__Passage to read__.
————————

You may want to groan at the title, but a community magazine for the Raspberry Pi is just what is needed. But is one for sorrow?
One of the common problems with any open source, or enthusiast-driven, project is that the documentation is terrible. It is because there isn't anyone in the project who wants to be "demoted" to writing, rather than tinkering with the hardware or the software.
As a result getting started can be very difficult, especially if you are a real beginner and not a highly skilled expert on some similar project.
For the Raspberry Pi - the much talked about $25 ARM- based computer - the problem is particularly acute. The suggestion is that Raspberry Pi could revolutionize or revitalize the education of future programmers the world over. So far the missing component has been the software and the documentation. It is fine for a few experts in education to manage to get a teaching environment like Scratch up and running, but for the non-specialist the instructions, what few exist, are impenetrable.
It is expected that as the hardware becomes more available, the software and instructional problems will become less. As if to prove the point we now have a community driven magazine dedicated to the Raspberry Pi, called MagPi, and the first issue is out.

————————

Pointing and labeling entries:

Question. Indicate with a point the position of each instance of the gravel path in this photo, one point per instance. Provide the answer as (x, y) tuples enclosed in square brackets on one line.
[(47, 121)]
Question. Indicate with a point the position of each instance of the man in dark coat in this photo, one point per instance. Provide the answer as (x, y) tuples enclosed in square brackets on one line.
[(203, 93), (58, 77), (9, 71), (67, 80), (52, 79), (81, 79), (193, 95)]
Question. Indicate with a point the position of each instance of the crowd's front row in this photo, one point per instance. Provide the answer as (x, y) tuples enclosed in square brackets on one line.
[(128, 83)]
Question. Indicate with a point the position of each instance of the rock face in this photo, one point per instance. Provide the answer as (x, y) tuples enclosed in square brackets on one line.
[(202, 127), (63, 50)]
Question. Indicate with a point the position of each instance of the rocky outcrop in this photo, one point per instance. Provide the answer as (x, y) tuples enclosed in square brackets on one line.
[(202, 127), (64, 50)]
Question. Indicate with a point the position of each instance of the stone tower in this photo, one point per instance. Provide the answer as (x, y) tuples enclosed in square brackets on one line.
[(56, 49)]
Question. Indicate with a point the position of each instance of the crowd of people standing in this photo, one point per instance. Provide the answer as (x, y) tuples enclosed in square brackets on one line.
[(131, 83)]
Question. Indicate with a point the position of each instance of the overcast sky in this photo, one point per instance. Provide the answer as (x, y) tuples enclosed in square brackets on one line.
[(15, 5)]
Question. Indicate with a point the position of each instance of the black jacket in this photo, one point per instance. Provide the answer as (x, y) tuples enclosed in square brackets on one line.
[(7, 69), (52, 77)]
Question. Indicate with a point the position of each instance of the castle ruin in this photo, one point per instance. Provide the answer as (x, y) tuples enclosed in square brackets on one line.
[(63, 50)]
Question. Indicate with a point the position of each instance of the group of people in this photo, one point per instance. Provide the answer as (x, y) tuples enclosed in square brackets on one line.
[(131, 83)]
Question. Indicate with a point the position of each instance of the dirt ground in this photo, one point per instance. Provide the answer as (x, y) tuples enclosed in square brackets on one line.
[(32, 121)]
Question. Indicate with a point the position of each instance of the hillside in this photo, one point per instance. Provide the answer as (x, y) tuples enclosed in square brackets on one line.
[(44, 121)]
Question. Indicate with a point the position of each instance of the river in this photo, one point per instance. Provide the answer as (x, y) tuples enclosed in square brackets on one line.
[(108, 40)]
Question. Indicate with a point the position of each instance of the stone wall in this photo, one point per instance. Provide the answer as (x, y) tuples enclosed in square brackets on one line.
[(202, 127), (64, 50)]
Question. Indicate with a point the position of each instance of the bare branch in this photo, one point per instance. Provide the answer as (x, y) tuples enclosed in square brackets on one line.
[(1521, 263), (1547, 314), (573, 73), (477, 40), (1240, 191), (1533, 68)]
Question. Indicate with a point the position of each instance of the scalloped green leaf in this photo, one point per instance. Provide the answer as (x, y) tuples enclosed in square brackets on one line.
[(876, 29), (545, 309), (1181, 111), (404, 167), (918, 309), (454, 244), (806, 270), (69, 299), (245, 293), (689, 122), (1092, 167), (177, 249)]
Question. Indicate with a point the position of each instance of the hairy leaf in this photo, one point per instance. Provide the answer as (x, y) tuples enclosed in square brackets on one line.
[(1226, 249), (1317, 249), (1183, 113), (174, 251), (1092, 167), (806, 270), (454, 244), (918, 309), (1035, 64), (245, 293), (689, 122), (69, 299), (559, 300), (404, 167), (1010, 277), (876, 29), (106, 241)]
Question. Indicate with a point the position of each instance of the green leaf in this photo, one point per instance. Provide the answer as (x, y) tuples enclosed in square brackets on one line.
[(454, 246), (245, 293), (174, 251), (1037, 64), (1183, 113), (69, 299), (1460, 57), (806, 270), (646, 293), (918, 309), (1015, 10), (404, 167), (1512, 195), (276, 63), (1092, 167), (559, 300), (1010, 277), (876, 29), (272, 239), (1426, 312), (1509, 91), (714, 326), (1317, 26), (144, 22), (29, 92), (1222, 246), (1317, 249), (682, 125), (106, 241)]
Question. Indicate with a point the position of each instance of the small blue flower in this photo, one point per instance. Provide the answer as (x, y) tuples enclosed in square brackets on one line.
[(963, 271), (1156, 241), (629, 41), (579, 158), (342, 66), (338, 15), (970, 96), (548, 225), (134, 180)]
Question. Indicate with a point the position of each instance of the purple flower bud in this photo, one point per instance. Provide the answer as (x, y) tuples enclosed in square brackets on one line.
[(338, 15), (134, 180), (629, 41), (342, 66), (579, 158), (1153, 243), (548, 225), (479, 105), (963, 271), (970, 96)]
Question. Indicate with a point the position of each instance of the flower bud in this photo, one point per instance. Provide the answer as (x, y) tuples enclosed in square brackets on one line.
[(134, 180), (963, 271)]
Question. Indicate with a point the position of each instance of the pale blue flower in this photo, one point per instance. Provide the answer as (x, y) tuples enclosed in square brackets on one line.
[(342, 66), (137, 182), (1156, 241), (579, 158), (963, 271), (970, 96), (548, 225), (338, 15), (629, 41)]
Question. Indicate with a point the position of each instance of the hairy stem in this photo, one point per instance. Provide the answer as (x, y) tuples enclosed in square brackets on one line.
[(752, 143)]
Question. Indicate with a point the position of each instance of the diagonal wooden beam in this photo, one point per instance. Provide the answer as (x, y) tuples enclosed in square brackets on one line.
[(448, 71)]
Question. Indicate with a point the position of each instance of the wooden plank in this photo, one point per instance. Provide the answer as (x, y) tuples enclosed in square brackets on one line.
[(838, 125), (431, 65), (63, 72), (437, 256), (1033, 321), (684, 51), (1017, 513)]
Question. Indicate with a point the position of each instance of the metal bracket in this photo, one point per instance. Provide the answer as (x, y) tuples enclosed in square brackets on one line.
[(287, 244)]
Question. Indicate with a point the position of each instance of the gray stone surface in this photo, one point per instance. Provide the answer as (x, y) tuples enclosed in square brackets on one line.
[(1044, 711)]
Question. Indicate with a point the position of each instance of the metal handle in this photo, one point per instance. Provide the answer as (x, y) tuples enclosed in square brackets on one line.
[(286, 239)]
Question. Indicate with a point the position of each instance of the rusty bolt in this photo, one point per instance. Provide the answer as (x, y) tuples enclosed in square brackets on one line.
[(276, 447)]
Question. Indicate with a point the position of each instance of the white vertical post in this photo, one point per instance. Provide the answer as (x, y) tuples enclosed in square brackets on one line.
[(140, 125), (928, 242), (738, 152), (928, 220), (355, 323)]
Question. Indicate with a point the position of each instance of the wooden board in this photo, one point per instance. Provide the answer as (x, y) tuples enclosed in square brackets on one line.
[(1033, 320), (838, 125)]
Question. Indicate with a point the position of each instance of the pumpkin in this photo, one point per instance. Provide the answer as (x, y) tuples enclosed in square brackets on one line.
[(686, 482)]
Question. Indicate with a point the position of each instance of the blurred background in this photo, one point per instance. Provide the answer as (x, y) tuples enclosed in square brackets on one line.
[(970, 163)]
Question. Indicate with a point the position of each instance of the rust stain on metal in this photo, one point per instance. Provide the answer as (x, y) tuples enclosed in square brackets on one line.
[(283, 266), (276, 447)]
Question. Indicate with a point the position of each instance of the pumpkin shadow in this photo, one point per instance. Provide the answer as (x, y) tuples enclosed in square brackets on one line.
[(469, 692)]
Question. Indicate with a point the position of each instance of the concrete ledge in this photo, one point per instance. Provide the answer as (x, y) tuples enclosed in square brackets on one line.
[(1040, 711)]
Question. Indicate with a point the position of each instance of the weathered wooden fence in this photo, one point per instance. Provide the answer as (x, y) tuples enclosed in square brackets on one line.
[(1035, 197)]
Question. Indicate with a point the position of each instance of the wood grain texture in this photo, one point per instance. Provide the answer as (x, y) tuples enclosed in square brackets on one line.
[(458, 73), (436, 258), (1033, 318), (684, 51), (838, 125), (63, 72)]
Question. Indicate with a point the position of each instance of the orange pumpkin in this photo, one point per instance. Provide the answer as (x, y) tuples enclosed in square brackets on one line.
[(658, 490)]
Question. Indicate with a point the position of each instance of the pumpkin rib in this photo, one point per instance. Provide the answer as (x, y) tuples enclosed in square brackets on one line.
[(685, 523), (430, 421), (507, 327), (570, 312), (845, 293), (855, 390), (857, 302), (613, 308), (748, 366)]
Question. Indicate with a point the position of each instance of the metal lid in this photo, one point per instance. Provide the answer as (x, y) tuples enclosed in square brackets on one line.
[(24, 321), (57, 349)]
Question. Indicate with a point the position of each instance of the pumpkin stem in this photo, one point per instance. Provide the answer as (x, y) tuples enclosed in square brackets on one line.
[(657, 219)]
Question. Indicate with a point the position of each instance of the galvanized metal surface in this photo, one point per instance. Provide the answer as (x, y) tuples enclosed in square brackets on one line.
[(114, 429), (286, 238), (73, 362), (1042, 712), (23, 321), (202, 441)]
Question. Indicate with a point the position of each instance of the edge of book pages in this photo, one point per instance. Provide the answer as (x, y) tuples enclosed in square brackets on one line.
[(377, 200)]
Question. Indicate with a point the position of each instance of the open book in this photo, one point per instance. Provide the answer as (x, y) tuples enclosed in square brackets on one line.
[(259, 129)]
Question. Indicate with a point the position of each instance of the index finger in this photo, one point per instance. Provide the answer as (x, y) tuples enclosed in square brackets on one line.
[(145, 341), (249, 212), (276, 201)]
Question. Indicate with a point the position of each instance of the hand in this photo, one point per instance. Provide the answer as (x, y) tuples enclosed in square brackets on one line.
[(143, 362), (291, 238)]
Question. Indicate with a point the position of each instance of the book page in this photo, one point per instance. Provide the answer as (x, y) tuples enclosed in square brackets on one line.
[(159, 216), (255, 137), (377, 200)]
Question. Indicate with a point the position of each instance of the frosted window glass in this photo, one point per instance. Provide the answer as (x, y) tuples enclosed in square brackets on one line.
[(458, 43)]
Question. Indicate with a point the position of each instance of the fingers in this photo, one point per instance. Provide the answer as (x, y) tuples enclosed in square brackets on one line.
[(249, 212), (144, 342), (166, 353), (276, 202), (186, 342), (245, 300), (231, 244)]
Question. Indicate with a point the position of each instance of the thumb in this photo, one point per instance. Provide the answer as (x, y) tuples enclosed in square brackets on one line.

————————

__Your task__. Repeat the part of the Raspberry Pi magazine article from "One of the common" to "some similar project." word for word.

__Result of this task__.
One of the common problems with any open source, or enthusiast-driven, project is that the documentation is terrible. It is because there isn't anyone in the project who wants to be "demoted" to writing, rather than tinkering with the hardware or the software.
As a result getting started can be very difficult, especially if you are a real beginner and not a highly skilled expert on some similar project.